REQUIRED ACTION :: Every line of the material below needs to be written out exactly, please.

DATA TO USE ::
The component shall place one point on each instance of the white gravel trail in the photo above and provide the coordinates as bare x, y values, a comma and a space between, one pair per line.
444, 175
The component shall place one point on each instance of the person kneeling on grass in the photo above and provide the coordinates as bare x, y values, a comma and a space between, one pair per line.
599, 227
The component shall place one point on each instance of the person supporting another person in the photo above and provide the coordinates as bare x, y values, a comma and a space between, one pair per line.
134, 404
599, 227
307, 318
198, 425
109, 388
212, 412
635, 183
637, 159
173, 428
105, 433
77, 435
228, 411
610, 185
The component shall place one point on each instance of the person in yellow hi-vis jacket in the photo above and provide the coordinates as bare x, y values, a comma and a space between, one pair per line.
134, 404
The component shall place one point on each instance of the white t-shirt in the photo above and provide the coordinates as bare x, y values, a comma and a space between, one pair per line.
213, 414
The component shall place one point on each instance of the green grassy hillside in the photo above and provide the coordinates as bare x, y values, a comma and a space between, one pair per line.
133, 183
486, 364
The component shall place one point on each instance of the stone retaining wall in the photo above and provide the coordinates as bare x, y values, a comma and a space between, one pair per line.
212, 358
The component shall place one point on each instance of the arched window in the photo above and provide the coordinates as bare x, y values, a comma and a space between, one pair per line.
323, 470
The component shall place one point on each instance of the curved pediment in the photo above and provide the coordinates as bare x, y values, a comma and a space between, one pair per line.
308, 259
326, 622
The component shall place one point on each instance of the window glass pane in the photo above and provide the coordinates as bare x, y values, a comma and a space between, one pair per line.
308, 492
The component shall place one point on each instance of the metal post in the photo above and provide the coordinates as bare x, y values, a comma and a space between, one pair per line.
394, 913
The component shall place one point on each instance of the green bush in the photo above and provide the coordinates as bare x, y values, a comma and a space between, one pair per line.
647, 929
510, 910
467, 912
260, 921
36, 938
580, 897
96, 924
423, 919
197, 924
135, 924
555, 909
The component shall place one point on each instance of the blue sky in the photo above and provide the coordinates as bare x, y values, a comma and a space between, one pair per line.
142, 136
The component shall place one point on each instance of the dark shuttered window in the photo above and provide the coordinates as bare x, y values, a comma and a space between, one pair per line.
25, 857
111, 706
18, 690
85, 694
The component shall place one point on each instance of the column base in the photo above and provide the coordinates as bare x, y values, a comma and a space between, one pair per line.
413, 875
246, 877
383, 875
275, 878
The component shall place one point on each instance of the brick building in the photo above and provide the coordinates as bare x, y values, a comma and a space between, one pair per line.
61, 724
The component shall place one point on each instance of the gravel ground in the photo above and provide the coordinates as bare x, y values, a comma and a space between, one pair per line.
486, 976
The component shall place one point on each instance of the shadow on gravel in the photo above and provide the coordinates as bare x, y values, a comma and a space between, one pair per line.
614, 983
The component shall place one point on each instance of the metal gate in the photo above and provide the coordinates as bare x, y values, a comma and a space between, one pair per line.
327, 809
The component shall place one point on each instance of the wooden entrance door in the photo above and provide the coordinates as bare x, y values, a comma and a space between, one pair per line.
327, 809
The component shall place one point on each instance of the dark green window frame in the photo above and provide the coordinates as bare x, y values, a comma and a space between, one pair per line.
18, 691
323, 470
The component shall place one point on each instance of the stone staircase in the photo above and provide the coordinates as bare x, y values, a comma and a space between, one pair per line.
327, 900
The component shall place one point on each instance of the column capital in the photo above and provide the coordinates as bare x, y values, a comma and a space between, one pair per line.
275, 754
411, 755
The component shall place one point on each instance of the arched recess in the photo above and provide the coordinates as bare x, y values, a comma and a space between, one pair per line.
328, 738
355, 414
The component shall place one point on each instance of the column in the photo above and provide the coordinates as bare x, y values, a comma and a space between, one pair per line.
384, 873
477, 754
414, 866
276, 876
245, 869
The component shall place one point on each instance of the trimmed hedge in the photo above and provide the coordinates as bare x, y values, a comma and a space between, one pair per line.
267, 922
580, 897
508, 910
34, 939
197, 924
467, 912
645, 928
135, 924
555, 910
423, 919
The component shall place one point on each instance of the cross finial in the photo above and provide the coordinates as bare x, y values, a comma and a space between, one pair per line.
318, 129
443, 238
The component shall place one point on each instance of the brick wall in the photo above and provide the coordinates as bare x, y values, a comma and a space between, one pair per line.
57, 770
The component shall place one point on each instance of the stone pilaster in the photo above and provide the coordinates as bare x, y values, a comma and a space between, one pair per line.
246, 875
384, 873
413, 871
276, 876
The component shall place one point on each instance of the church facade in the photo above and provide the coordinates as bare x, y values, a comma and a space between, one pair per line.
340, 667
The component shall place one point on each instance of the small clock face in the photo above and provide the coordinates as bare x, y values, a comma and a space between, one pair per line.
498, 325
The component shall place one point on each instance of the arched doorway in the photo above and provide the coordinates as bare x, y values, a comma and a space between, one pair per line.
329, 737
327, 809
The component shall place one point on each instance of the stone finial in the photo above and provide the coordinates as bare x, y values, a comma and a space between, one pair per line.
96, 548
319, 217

SOLUTION BELOW ::
The component shall place one point on each instance of the white gravel trail in the photo above and provide the coordinates as bare x, y values, a comma and a space between, one pair per line.
444, 175
The component shall place one point on each instance of the person kneeling on grass in the photo above and provide the coordinates as bare x, y values, a comma and a space between, one pair per line.
599, 227
The component shall place one point on each instance of the person supporting another person in the photo above and provide the coordinates as bare x, y values, a comma and a space between, one pair per line.
134, 404
599, 227
307, 318
198, 425
109, 388
212, 412
635, 183
637, 159
173, 428
105, 433
77, 435
228, 411
610, 185
The component shall place one point on each instance of the person in yellow hi-vis jacket in the photo above and provide the coordinates as bare x, y values, a comma and a space between, one pair per line.
134, 404
The component shall place one point on each instance of the white t-shirt in the photo above and provide the coordinates as bare x, y values, a comma and a space between, one pair per line.
213, 414
The component shall place one point on each instance of the green grassy hillside in the photo above and provide the coordinates as bare x, y values, a comma and a space between, one pair per line.
133, 183
486, 364
The component shall place one point on each instance of the stone retaining wall in the photo above and provide the coordinates as bare x, y values, a comma and a space between, one pair per line.
212, 358
The component shall place one point on each instance of the arched window in the photo above and provide the coordinates as bare x, y values, a comma and a space between, one pair per line.
323, 470
The component shall place one point on each instance of the curved pediment in the photo above and provide the coordinates as bare x, y values, a comma and a space between, one pair per line.
308, 259
326, 622
The component shall place one point on each instance of the window glass pane in the photo above and provide the coordinates as bare x, y values, a comma and a space between, one pair per line.
308, 492
The component shall place one point on each instance of the metal post in the photo above and provide the coordinates as bare x, y values, a comma and a space between, one pair per line.
394, 913
The component shall place one point on each instance of the green bush in the photo above and provide the coordinates as bare x, y values, a comma and a space between, one pair per line.
647, 929
510, 910
467, 912
260, 921
36, 938
580, 897
96, 924
423, 919
197, 924
135, 924
555, 909
The component shall place one point on each instance of the blue sky in the photo above and provide the coordinates as bare x, y values, a comma and a space between, one pair per line.
142, 136
The component shall place one point on each instance of the dark shuttered window in the photo above and provide the coordinates as bare x, y values, a comma and a space between, one pair per line.
25, 857
111, 706
18, 690
85, 694
The component shall place one point on each instance of the column base in the photo above and provide the coordinates as bare x, y values, a comma and a space between, one pair per line.
413, 875
246, 877
383, 875
275, 878
The component shall place one point on each instance of the brick building in the photo above and provide the coordinates as bare x, y values, a comma and a space between, one pair per line.
61, 724
The component shall place one point on each instance of the gravel ground in the photo above and provide the coordinates as bare x, y values, a comma and a space between, one pair per line.
486, 976
The component shall place one point on each instance of the shadow on gravel in the photo above and provide the coordinates as bare x, y values, a comma and a space between, one pair per line.
614, 983
The component shall place one point on each instance of the metal gate in the photo above and provide the coordinates as bare x, y values, a comma and a space between, one pair per line.
327, 809
The component shall place one point on each instance of the wooden entrance door in the photo above and provide the coordinates as bare x, y values, a comma and a space between, one pair per line.
327, 809
The component shall place one point on each instance of the dark green window frame in the photo above and provide the coordinates as bare x, y values, a comma and a space between, one pair per line.
18, 691
323, 470
The component shall place one point on each instance of the stone staircase in the photo above and provide the coordinates as bare x, y values, a comma and a space between, one pair per line.
327, 900
The component shall place one point on each instance of the column capital in the photo above and provide the coordinates as bare x, y values, a comma and a space between, one pair per line.
275, 754
411, 755
The component shall place one point on each instance of the arched recess in the photo above and provide the coordinates as bare x, y values, a comma and a space between, one pair per line.
328, 738
355, 414
The component shall place one point on each instance of the column in the photo above and provide the coordinates as bare x, y values, a comma and a space between, one pair per line.
384, 873
477, 754
414, 866
276, 876
245, 869
The component shall place one point on each instance of the trimmed hedge in the photo above and provide the coordinates as bare x, y values, a comma and a space between, one pair per line.
267, 922
580, 897
508, 910
34, 939
197, 924
467, 912
645, 928
135, 924
555, 910
423, 919
The component shall place one point on each instance of the cross finial in the photo above and provide the coordinates as bare x, y values, a comma and a space between, one pair per line.
318, 129
443, 238
The component shall place one point on each instance of the brick wall in the photo above and provide the coordinates as bare x, y values, a comma and a space between, one pair per line.
57, 770
The component shall place one point on each instance of the stone pilaster in the photo above and provide the coordinates as bare x, y values, a comma and a space between, one pair per line.
246, 875
384, 873
413, 871
276, 876
The component shall place one point on each instance of the church facade in the photo above and provide the coordinates as bare x, y values, a comma and a space between, one pair per line.
340, 667
The component shall place one point on each instance of the small clock face in the photo above and provide the coordinates as bare x, y values, a comma and a space between, one pair per line.
498, 325
The component shall place one point on each instance of the arched doorway in the photo above and provide the coordinates as bare x, y values, a comma and a space between, one pair per line.
329, 737
327, 809
The component shall place one point on each instance of the stone finial in the photo above and provide the coordinates as bare x, y values, a comma and a space between, one pair per line.
96, 548
319, 217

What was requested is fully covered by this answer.